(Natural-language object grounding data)
↓
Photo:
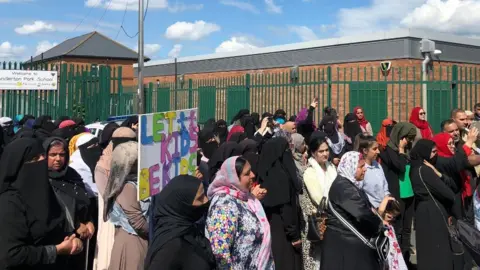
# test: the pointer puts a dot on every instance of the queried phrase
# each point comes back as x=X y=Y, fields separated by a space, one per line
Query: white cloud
x=237 y=43
x=150 y=50
x=11 y=52
x=180 y=7
x=35 y=27
x=190 y=31
x=240 y=5
x=453 y=16
x=380 y=15
x=122 y=4
x=303 y=32
x=272 y=7
x=175 y=51
x=459 y=16
x=44 y=46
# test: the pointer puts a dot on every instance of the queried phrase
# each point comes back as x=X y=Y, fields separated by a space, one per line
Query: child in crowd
x=395 y=259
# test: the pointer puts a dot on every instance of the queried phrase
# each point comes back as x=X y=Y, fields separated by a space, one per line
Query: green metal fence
x=97 y=94
x=381 y=95
x=93 y=93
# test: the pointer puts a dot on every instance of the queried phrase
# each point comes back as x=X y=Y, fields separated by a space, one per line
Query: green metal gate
x=372 y=97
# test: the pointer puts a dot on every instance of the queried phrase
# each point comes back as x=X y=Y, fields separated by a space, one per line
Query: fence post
x=120 y=90
x=329 y=86
x=62 y=96
x=247 y=90
x=190 y=93
x=454 y=95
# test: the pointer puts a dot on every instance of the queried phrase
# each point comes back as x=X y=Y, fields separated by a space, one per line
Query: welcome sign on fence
x=168 y=148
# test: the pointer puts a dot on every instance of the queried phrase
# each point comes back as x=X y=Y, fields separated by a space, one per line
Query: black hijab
x=277 y=172
x=44 y=122
x=174 y=216
x=226 y=150
x=248 y=146
x=351 y=126
x=240 y=114
x=66 y=179
x=249 y=125
x=204 y=141
x=210 y=123
x=60 y=120
x=329 y=126
x=237 y=137
x=130 y=121
x=221 y=130
x=107 y=133
x=90 y=153
x=29 y=180
x=421 y=152
x=256 y=120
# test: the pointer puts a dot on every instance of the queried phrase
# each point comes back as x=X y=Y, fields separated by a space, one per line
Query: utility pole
x=141 y=98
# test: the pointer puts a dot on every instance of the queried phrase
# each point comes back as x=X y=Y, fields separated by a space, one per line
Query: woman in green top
x=395 y=164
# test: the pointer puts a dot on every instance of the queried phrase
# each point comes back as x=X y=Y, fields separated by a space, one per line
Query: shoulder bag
x=380 y=244
x=455 y=244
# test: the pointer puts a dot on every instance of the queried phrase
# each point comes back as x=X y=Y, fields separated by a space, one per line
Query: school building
x=387 y=73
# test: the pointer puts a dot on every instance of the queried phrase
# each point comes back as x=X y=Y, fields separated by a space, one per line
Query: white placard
x=168 y=148
x=28 y=80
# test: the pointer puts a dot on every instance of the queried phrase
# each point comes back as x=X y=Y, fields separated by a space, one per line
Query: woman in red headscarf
x=454 y=164
x=364 y=124
x=424 y=130
x=384 y=134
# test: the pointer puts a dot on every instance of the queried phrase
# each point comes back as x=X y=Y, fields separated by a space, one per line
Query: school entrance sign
x=28 y=80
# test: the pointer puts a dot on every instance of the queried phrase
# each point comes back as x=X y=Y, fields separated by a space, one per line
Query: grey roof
x=91 y=45
x=398 y=44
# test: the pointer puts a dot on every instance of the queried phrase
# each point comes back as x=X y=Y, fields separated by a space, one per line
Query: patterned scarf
x=227 y=182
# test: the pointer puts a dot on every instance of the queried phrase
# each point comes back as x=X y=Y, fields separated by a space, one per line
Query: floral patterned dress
x=235 y=234
x=395 y=258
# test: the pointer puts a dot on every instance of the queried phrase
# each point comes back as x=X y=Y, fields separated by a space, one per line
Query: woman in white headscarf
x=342 y=249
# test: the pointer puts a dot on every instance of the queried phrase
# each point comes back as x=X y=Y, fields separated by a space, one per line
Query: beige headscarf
x=106 y=158
x=124 y=158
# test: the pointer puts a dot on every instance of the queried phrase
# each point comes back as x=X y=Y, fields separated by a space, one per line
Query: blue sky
x=176 y=28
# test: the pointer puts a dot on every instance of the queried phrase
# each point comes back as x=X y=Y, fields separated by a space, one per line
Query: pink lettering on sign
x=154 y=180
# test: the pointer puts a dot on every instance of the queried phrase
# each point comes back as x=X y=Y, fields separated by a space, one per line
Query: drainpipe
x=425 y=63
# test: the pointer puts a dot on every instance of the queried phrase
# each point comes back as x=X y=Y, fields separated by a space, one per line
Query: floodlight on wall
x=294 y=74
x=181 y=80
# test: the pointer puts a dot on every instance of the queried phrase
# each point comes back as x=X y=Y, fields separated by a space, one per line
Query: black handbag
x=381 y=243
x=317 y=222
x=456 y=246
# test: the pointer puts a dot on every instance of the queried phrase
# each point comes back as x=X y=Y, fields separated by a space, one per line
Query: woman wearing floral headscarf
x=124 y=210
x=364 y=124
x=237 y=226
x=424 y=130
x=342 y=249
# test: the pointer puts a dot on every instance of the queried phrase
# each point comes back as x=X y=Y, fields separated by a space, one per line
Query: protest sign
x=168 y=148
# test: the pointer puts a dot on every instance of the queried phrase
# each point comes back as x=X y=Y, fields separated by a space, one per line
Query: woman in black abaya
x=431 y=215
x=226 y=150
x=277 y=173
x=177 y=242
x=32 y=227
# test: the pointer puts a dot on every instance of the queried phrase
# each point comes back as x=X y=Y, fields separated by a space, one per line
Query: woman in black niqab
x=177 y=242
x=277 y=173
x=107 y=133
x=431 y=214
x=32 y=220
x=221 y=130
x=226 y=150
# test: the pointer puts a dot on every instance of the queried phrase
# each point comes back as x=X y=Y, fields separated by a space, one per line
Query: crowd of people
x=269 y=192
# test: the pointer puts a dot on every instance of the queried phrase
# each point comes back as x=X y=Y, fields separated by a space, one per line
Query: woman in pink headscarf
x=364 y=124
x=237 y=226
↑
Problem to solve: Set down each entry again exactly as written. Pictures stay out.

Exercise solution:
Photo:
# test: the pointer puts a dot on every instance of the queried phrase
# each point comes back as x=X y=Y, fields separated by a space, one per line
Query: white cloud
x=237 y=43
x=150 y=50
x=11 y=52
x=180 y=7
x=35 y=27
x=190 y=31
x=240 y=5
x=453 y=16
x=380 y=15
x=122 y=4
x=303 y=32
x=272 y=7
x=175 y=51
x=459 y=16
x=44 y=46
# test: the pointer puts a dot on every instance of the queried phrase
# each point comes back as x=X y=Y, fields separated by a space, one per line
Query: child in crowd
x=395 y=259
# test: the pointer puts a dot on every instance of the queried phrase
# each point comes back as x=X y=Y, fields separated by a space, one per line
Query: green metal fence
x=97 y=94
x=381 y=95
x=93 y=93
# test: the pointer puts a dot on every instance of the queried phrase
# each point comes back as x=X y=Y, fields separated by a space, one per line
Query: green metal gate
x=372 y=97
# test: the pointer puts a dot on every instance of the queried phrase
# each point comes back as x=X y=Y, fields separated by a space, one per line
Query: fence post
x=120 y=90
x=329 y=86
x=62 y=96
x=247 y=90
x=190 y=93
x=454 y=95
# test: the pointer puts a dot on every instance of the queried phrase
# each point comes back as x=X y=Y, fields separated by a space, one per line
Query: welcome sign on fence
x=168 y=148
# test: the pointer puts a dot on every instance of the queried phrase
# each point comes back as x=X y=Y, fields separated by a space, one per line
Query: black hijab
x=277 y=172
x=44 y=122
x=174 y=216
x=226 y=150
x=248 y=146
x=351 y=126
x=240 y=114
x=66 y=179
x=249 y=125
x=204 y=141
x=210 y=123
x=60 y=120
x=329 y=126
x=237 y=137
x=130 y=121
x=221 y=130
x=107 y=133
x=90 y=153
x=29 y=180
x=421 y=152
x=256 y=120
# test: the pointer puts a dot on every instance of the queried phrase
# each point comes back as x=X y=Y, fields separated by a space, one per line
Query: utility pole
x=141 y=98
# test: the pointer puts a dot on every instance of the queried phrase
# each point comes back as x=X y=Y, fields separated by a space, one per line
Query: woman in green top
x=395 y=164
# test: the pointer puts a dot on every instance of the queried phrase
# each point comes back as x=X y=Y, fields separated by a space, one per line
Query: shoulder bag
x=380 y=244
x=455 y=244
# test: the pointer puts a dot on every instance of the queried phrase
# each point comes back as x=X y=Y, fields separated by a space, one per line
Query: school building
x=387 y=73
# test: the pointer puts a dot on every instance of the queried phrase
# each point comes back as x=X y=Y, fields separated by a space, one per line
Query: white placard
x=168 y=148
x=28 y=80
# test: the pointer puts a dot on every instance of the queried phrase
# each point comes back as x=X y=Y, fields separated by a space, one per line
Query: woman in red headscarf
x=454 y=164
x=364 y=124
x=424 y=130
x=384 y=134
# test: the pointer puts a dot on every instance of the queried phrase
# each point comes back as x=X y=Y, fields separated by a space, one per line
Query: school entrance sign
x=28 y=80
# test: the pointer puts a dot on every instance of the queried phrase
# each point comes back as x=X y=Y, fields separated by a space, one per line
Query: grey roof
x=91 y=45
x=398 y=44
# test: the pointer puts a dot on every instance of the queried phrase
# each point comes back as x=X y=Y, fields separated by a space, one per line
Query: patterned scarf
x=227 y=182
# test: the pointer puts a dot on every instance of the queried phrase
# each point comes back as x=X y=Y, fields separated by a space, one per line
Query: floral patterned dress
x=235 y=234
x=395 y=258
# test: the pointer puts a dot on every instance of the queried phrase
# each point comes back as x=X y=Y, fields separated by a space, one per line
Query: woman in white headscarf
x=342 y=249
# test: the pointer puts a dot on every instance of the queried phrase
# each point comes back as x=X y=Y, fields separated by a space, one per line
Query: beige headscarf
x=106 y=158
x=124 y=158
# test: the pointer puts a dot on every instance of the queried phrase
# each point comes back as x=X y=Y, fields separated by a space, one per line
Query: blue sky
x=176 y=28
# test: the pointer puts a dot on every instance of the queried phrase
# each point comes back as x=X y=Y, fields separated by a space, one per line
Query: pink lettering on sign
x=154 y=180
# test: the pointer puts a dot on every instance of the queried phrase
# each point comes back as x=X y=Y, fields separated by a space, one per line
Query: drainpipe
x=425 y=63
# test: the pointer puts a dot on every instance of the queried phrase
# each point comes back as x=X y=Y, fields separated by a space, one per line
Query: floodlight on wall
x=294 y=74
x=181 y=80
# test: the pointer puts a dot on every instance of the queried phrase
# each point comes back as x=X y=Y, fields separated by a space, one per line
Query: black handbag
x=381 y=243
x=317 y=222
x=456 y=246
# test: the pointer puts a dot on every instance of the queried phrase
# each point comes back as x=X y=Y, fields separated by a space, one per line
Query: woman wearing floral headscarf
x=124 y=210
x=364 y=124
x=237 y=226
x=424 y=130
x=342 y=249
# test: the pointer puts a dot on every instance of the queried phrase
# each point comes back as x=X y=Y, fields separated by a space, one per line
Query: protest sign
x=168 y=148
# test: the pointer puts a dot on every instance of the queried phrase
# each point comes back as x=X y=Y, fields separated by a space, one per line
Query: woman in black abaya
x=431 y=215
x=226 y=150
x=277 y=173
x=177 y=242
x=32 y=227
# test: the pointer puts a dot on every instance of the queried phrase
# each point comes back as x=X y=Y, fields separated by a space, one per line
Query: woman in black niqab
x=177 y=242
x=277 y=173
x=107 y=133
x=431 y=214
x=32 y=220
x=221 y=130
x=226 y=150
# test: the pointer puts a dot on every instance of the queried phrase
# each point comes back as x=X y=Y, fields separated by a space, one per line
Query: crowd of people
x=269 y=192
# test: the pointer puts a dot on every instance of the queried phrase
# each point comes back as x=X y=Y, fields separated by a space, one per line
Query: woman in pink headscarf
x=364 y=124
x=237 y=226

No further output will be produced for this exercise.